Could you copy exactly the lines from the one containing "Provide the location of every instance of the white planter" through the last line of the records below, leaving out any pictures?

-- begin Record list --

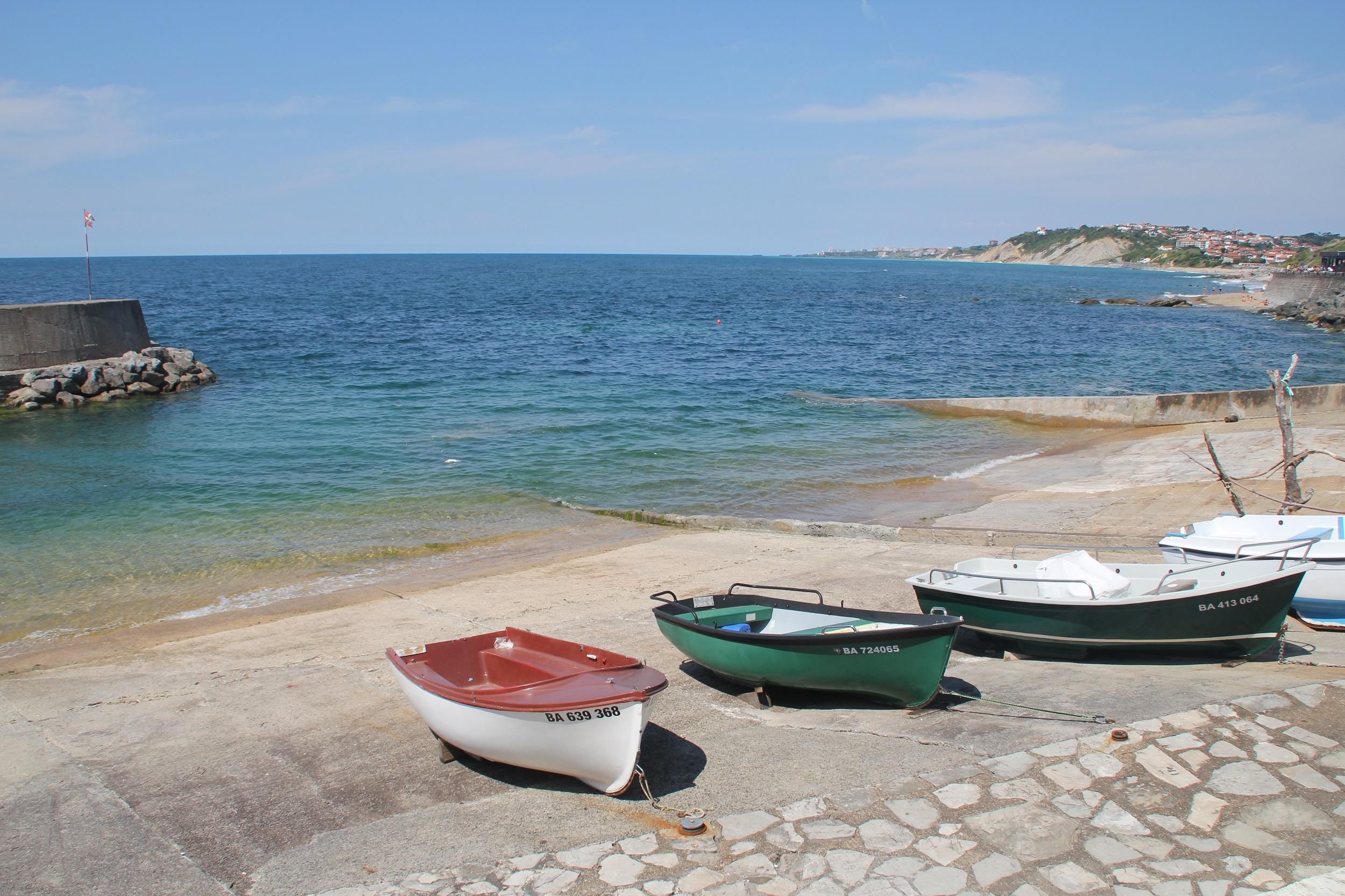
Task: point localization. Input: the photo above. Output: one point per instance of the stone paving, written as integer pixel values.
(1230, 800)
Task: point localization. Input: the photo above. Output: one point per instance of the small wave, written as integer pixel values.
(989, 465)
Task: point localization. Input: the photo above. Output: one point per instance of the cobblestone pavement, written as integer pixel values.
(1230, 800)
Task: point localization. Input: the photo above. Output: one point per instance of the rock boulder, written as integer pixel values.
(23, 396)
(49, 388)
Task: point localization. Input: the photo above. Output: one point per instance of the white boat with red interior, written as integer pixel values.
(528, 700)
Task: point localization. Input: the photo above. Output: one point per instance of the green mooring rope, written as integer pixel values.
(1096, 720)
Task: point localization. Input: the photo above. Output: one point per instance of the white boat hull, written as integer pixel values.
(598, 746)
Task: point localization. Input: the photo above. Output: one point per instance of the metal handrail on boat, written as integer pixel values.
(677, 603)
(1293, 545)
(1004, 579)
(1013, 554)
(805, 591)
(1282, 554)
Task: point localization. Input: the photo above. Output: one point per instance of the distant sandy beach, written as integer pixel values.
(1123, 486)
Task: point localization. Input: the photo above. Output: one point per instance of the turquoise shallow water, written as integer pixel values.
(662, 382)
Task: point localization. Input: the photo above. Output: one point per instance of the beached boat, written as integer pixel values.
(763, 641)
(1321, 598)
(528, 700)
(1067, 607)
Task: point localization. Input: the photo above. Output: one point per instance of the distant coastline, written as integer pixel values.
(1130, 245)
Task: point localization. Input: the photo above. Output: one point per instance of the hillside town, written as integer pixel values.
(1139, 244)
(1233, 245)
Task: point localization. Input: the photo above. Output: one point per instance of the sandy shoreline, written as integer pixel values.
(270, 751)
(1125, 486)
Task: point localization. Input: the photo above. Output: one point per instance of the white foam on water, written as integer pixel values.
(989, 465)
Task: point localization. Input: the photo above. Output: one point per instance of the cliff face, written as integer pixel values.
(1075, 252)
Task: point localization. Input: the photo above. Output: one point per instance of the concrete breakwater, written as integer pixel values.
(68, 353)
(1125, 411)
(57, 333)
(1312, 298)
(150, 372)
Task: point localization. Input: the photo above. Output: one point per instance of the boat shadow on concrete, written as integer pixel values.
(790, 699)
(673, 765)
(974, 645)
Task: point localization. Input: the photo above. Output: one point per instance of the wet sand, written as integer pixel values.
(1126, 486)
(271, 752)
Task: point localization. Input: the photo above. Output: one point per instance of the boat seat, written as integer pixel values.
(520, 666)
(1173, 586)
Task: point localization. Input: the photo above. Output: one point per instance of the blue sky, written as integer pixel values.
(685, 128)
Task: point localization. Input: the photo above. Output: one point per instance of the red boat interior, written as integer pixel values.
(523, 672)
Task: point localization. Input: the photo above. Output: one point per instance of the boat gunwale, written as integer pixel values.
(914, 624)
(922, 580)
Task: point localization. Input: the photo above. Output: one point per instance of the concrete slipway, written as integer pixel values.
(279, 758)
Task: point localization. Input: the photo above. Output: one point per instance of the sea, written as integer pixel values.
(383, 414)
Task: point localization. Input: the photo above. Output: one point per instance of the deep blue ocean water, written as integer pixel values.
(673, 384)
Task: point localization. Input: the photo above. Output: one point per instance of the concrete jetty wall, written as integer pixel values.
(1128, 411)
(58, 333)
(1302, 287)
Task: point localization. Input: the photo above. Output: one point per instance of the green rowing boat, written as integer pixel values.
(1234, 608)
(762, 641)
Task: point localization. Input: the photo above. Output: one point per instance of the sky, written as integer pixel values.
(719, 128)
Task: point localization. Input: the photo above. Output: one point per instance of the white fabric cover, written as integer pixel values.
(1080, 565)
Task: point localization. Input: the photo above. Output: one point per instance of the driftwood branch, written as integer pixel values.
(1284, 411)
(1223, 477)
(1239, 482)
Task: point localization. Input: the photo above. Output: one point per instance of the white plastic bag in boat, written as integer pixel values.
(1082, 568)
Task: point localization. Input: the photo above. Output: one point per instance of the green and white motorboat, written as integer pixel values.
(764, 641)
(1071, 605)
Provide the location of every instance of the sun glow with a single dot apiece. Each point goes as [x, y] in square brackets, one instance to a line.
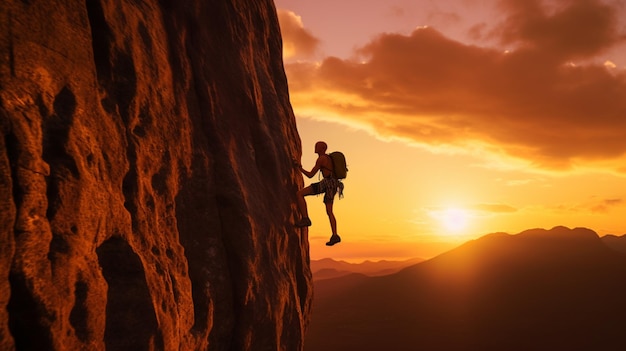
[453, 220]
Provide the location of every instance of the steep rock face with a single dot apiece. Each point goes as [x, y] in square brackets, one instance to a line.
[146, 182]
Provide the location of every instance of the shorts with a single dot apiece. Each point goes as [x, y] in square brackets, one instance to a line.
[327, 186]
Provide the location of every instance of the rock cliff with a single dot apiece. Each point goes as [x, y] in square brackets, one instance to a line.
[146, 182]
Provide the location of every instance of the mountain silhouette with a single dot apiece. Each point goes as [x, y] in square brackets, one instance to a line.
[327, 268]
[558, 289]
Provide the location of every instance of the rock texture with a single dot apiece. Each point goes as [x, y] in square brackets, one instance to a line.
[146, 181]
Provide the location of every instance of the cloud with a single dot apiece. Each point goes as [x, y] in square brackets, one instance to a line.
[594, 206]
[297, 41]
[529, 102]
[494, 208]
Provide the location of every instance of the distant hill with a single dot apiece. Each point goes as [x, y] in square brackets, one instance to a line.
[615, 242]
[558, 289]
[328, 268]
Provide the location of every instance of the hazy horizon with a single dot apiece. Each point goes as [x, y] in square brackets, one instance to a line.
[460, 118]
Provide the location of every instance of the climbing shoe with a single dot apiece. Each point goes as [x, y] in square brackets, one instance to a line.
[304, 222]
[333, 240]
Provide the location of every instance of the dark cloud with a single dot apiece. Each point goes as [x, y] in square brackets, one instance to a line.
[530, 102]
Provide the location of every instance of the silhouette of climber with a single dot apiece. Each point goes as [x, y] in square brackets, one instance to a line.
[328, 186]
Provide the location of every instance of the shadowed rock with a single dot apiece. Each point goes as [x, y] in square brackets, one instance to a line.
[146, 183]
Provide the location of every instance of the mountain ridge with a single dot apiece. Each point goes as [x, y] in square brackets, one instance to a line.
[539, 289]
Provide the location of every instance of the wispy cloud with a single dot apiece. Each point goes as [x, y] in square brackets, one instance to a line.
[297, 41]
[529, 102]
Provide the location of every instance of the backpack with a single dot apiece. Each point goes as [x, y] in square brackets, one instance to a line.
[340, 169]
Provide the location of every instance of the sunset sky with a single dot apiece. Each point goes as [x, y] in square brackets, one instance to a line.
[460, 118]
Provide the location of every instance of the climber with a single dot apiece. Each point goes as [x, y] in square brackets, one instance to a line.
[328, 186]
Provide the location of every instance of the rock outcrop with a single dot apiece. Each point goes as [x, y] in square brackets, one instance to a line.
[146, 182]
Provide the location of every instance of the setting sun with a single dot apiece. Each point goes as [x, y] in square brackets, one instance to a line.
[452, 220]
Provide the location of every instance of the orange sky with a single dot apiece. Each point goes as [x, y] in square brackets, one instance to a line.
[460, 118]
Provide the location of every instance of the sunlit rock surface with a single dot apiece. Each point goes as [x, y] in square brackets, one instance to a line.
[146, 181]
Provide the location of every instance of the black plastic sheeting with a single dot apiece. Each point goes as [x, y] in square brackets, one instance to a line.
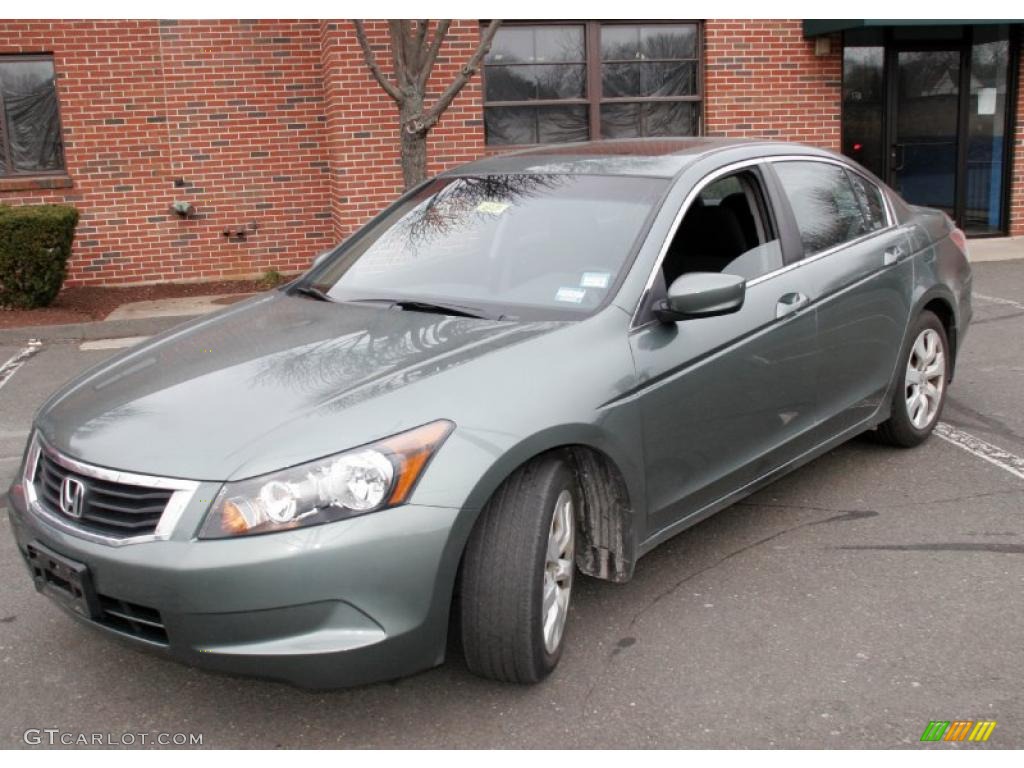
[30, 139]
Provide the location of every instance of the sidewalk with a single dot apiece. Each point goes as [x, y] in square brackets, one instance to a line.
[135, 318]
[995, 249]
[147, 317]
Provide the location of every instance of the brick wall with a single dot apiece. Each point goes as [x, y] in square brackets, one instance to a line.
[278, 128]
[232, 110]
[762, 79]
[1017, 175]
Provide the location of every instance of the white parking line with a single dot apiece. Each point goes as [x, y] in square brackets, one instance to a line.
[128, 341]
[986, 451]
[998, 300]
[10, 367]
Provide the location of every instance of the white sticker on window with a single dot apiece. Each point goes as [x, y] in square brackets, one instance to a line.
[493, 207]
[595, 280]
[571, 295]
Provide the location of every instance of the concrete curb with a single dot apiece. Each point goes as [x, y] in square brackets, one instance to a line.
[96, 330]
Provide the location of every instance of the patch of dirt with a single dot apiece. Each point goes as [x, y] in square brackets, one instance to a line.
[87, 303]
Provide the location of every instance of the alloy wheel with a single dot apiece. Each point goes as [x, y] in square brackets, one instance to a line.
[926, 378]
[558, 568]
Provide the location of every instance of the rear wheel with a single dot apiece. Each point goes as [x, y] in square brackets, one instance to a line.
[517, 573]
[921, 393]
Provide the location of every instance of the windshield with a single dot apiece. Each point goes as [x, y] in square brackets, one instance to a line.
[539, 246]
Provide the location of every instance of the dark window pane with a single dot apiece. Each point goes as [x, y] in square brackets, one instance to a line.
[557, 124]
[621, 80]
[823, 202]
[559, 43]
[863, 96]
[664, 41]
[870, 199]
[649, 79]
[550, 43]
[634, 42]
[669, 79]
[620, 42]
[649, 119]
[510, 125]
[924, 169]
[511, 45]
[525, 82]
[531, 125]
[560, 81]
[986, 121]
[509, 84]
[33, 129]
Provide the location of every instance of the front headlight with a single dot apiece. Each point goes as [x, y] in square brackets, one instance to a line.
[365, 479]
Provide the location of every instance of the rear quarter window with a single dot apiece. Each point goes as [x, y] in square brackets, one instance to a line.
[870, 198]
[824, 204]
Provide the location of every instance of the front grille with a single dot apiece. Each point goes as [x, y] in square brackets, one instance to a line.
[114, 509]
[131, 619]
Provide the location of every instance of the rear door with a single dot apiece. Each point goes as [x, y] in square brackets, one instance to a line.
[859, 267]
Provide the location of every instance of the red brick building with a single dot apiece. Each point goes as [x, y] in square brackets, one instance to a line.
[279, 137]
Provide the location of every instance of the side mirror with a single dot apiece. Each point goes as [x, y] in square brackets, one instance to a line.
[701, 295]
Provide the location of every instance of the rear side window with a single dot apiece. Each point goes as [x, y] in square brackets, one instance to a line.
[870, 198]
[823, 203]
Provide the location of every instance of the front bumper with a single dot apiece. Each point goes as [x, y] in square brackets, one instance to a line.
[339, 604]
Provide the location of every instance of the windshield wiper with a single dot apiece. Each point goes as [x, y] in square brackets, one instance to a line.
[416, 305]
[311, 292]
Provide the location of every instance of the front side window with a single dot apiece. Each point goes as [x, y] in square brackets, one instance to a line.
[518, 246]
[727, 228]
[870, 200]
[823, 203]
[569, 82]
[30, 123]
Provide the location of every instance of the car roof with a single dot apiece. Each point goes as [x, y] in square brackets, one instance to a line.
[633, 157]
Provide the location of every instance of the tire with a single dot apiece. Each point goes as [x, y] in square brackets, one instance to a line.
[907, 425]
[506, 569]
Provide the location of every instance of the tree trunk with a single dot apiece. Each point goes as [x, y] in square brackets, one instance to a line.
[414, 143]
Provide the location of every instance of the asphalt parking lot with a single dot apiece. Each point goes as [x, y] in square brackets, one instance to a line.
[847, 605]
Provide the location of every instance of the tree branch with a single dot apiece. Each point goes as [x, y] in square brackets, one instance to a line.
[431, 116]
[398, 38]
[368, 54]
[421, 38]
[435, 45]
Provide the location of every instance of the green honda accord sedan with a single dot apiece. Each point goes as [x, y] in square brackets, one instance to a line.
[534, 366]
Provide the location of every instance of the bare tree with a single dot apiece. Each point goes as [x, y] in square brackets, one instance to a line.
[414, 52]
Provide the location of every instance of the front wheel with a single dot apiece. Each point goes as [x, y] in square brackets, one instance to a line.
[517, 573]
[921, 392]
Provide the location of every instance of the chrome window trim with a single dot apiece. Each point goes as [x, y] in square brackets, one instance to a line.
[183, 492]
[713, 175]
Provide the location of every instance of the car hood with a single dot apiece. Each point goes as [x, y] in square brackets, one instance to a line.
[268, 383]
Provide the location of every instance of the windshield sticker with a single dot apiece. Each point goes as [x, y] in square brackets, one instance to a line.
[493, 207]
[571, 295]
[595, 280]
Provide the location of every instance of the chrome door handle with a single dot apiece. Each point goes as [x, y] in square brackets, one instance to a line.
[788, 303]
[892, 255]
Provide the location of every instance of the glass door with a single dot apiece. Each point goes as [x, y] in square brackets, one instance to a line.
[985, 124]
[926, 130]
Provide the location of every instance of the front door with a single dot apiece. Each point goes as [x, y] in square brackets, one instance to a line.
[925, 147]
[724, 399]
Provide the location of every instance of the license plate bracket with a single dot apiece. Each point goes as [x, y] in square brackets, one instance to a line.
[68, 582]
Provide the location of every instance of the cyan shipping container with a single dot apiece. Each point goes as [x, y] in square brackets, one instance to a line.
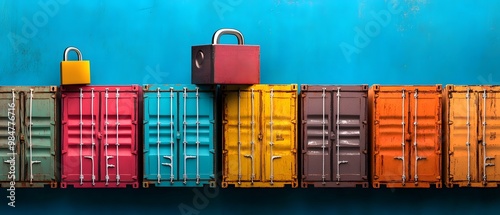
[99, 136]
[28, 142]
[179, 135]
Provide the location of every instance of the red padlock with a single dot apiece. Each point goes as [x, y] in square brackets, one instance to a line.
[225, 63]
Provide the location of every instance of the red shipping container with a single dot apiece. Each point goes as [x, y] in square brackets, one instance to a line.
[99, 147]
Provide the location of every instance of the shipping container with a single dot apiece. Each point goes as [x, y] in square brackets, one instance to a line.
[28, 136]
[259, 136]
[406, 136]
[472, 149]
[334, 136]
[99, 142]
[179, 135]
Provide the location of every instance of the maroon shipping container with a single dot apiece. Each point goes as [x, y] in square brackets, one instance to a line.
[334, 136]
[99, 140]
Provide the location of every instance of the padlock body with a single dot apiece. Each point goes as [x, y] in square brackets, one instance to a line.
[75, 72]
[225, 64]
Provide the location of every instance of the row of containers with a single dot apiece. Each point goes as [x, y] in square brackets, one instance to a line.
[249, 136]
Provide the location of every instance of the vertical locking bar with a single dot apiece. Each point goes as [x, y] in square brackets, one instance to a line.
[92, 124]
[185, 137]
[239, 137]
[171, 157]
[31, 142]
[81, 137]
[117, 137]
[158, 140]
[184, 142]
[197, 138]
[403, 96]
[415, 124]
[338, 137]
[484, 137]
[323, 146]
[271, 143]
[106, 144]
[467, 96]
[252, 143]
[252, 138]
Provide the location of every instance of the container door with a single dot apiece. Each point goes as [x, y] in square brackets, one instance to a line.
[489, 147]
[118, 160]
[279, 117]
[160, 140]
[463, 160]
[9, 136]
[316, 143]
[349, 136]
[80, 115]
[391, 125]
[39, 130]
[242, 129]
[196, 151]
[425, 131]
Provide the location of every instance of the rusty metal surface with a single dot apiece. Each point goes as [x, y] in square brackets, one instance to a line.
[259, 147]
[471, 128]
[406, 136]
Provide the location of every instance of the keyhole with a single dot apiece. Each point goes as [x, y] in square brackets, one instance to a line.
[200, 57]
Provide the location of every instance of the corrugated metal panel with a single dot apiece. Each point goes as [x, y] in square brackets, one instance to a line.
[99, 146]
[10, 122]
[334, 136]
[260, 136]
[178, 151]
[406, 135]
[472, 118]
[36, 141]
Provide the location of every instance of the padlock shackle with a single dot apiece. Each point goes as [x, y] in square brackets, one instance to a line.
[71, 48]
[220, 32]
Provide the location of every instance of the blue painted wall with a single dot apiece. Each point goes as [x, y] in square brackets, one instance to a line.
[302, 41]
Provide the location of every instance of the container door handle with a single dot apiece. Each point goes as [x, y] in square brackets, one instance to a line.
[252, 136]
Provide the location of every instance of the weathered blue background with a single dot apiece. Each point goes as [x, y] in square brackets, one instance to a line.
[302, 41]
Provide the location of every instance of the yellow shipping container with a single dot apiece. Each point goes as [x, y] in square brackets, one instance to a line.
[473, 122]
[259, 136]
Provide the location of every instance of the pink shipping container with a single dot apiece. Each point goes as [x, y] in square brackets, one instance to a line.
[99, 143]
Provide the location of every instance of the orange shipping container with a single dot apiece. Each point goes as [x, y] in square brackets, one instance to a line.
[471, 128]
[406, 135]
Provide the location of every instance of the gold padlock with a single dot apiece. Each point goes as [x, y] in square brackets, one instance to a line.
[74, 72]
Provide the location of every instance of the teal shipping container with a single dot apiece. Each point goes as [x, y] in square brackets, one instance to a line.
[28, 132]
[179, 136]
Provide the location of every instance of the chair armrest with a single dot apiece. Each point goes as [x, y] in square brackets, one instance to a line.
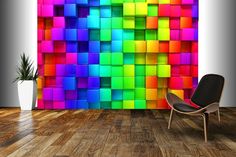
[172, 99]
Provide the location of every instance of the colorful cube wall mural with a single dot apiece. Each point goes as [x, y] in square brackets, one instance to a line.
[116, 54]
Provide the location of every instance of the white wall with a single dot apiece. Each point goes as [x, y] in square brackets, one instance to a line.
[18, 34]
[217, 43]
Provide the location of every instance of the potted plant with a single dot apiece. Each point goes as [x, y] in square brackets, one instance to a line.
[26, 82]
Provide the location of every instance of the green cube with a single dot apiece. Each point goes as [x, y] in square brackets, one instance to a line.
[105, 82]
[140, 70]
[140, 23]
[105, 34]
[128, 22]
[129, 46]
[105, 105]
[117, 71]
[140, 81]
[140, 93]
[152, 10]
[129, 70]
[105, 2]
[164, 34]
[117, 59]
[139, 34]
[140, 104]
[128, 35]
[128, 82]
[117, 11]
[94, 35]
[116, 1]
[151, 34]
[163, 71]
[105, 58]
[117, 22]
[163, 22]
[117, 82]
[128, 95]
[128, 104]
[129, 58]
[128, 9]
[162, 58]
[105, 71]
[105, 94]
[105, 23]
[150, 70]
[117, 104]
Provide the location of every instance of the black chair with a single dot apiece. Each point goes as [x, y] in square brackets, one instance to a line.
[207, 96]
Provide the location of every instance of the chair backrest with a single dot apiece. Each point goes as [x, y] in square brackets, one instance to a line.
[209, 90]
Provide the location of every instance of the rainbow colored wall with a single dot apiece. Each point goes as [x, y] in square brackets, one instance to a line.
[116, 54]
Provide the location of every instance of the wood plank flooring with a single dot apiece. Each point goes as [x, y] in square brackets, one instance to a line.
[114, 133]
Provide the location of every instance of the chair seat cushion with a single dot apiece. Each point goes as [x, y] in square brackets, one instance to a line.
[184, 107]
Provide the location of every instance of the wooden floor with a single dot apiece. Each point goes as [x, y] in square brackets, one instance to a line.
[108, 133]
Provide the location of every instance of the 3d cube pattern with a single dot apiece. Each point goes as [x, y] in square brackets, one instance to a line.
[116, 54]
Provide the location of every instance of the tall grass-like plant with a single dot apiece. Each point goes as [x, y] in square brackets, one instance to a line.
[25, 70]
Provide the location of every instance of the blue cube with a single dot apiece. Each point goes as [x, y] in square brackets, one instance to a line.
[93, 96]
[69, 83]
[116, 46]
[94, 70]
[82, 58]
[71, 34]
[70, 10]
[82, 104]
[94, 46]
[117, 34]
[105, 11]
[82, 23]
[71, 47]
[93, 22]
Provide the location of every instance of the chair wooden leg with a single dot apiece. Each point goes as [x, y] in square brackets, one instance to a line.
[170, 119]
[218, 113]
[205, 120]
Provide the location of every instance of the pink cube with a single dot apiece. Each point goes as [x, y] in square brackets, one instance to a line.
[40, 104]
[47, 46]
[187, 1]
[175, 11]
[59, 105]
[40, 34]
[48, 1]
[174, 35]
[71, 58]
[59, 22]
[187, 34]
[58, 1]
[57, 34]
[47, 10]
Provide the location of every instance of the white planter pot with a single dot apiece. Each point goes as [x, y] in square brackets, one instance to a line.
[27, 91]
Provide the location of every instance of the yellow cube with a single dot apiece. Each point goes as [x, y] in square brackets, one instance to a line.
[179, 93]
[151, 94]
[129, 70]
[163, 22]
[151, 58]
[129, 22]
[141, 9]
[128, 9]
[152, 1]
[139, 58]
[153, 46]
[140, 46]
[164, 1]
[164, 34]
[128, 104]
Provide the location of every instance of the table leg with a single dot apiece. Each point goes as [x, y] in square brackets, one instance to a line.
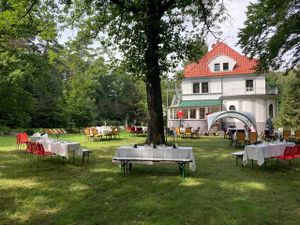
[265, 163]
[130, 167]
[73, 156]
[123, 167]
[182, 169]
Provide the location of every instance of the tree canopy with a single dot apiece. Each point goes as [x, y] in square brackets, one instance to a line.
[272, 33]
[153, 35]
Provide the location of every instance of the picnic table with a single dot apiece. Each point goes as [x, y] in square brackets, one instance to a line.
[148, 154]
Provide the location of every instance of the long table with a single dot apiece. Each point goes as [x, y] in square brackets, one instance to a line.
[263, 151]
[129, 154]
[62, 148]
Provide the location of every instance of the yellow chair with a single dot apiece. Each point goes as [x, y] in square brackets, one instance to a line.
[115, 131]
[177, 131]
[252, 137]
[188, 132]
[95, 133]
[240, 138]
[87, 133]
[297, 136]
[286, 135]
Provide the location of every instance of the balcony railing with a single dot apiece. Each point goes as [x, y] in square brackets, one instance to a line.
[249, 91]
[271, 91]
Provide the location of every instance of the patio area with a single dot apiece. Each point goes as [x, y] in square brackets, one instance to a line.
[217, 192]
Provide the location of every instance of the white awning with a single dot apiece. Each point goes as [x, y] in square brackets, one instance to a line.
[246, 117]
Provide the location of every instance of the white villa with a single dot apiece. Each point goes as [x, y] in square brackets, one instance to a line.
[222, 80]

-- end Record list --

§ **Response to this task**
Provide the location of every instance of the white planter pot with a single dot apiece. Each point goes as [x, y] in square brackets, one instance to a line.
[27, 91]
Provide the location of every instance of the yellow cube with a single dot apiece. Each point goes as [x, y] in square brackets, one instance to a line.
[179, 93]
[151, 94]
[129, 70]
[163, 22]
[151, 58]
[129, 22]
[141, 9]
[128, 9]
[152, 1]
[139, 58]
[153, 46]
[140, 46]
[164, 1]
[164, 34]
[128, 104]
Provide the location of every instance of the table leg with a single dot apiece. Each point goes as [x, y] in square brackets, one instance to a line.
[265, 163]
[130, 167]
[73, 156]
[123, 167]
[182, 169]
Provide the location of every instance of the tree canopy with a single dot apiece. Each point goes as [x, y] in square brackets, one instance to a line.
[272, 33]
[153, 35]
Provide the location of every instance of the picnic table with a single dot apiece. Each point goes as [x, y] in square brackets, one instance to a line.
[148, 154]
Provide the location of every instance of the long table with a single dot apiece. Each point goes as [x, y] in square brackets, one instance to a line.
[263, 151]
[129, 154]
[62, 148]
Provide the location of every instance of the yellow chair with a single dot apiece. Each point goes as [x, y] in square brackets, one instance to a line.
[115, 131]
[177, 131]
[252, 137]
[188, 132]
[95, 133]
[240, 138]
[87, 133]
[297, 136]
[286, 135]
Provide the location of every instance of the balcony railing with a single dot apiece. Each point goes as [x, y] in square brackets, one instance to a line.
[249, 91]
[271, 91]
Provide the location of every instance of the patio area with a single dot apiece. Each point goes as [x, y] in square brackets, one instance to a line.
[217, 192]
Provide the location of every instance of the white awning with a single dot apiece. Each point goes as [x, y] in square brackets, one instance to a line.
[246, 117]
Provide the location of every instance of the white villa with a single dot apiece. Each point goes as [x, y] in square brackets, one instance to a line.
[222, 80]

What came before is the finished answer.